(Requirements) Format the material from the line containing "If you could indicate the overgrown" through the line containing "Target: overgrown vegetation", both included, as a JSON list of strings with one string per line. Skip blank lines and leave out any pictures.

(Input for this task)
■ ■ ■
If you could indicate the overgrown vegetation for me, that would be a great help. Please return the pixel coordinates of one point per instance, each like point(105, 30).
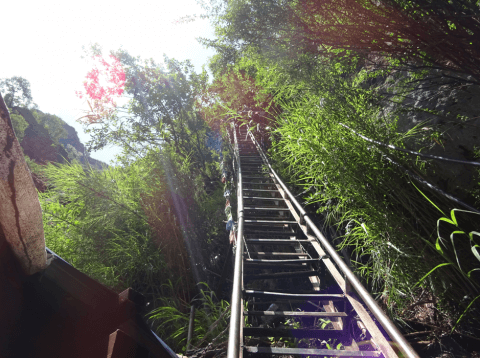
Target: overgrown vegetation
■ ■ ■
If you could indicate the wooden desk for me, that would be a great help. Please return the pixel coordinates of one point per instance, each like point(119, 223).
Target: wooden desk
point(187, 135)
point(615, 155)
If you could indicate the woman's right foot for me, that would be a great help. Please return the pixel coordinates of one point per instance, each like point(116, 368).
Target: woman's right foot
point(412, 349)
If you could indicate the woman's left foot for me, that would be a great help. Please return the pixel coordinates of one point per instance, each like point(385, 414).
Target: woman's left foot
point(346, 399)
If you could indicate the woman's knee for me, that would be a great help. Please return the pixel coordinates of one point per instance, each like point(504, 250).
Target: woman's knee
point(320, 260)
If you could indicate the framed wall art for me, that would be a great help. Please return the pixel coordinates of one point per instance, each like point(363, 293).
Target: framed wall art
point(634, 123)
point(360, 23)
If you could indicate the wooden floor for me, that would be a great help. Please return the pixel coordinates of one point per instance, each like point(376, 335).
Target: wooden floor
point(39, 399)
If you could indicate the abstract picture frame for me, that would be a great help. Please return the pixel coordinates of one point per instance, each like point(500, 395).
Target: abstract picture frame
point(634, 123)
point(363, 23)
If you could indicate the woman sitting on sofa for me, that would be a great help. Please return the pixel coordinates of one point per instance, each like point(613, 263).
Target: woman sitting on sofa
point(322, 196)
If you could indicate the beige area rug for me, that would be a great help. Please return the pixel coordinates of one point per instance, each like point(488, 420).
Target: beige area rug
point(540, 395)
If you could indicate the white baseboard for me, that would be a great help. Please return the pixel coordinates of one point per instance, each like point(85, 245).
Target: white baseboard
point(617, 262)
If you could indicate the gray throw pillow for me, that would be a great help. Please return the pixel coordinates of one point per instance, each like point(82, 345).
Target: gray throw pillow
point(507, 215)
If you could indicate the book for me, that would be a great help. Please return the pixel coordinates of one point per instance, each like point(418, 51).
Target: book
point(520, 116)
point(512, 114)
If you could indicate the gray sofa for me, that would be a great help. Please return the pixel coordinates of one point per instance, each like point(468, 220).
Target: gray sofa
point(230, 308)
■ ■ ■
(Response for this exercise)
[
  "If you could indicate the overgrown vegetation for me, that would be a great help. Please return the pixel coordinates of one point per instance, each like point(105, 30).",
  "Target: overgrown vegetation"
]